REQUIRED ACTION: Where an entry contains an image, skip the image and print the rest exactly.

RECORDS SHOWN:
================
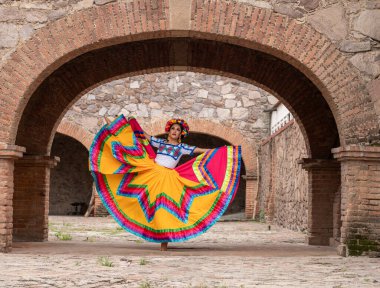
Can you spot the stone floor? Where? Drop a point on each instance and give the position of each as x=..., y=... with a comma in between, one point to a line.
x=231, y=254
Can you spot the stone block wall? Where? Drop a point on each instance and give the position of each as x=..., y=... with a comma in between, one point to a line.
x=355, y=33
x=188, y=95
x=283, y=184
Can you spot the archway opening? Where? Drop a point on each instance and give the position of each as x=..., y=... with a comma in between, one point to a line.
x=70, y=182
================
PROBLEM SOLUTION:
Can you spot the stone floor? Where? Drop a point on each instance and give the position of each as x=..., y=... with a comma in between, one point to a line.
x=231, y=254
Can you spot the stone block wall? Where? Drop a point on each instance and give the position of each as x=..., y=... with a comma in between, one point to a line.
x=355, y=33
x=188, y=95
x=283, y=184
Can you spot the archway opening? Where? Drop a point on each instance and give the position of each as x=..., y=... with a comma in between, one point to a line.
x=70, y=182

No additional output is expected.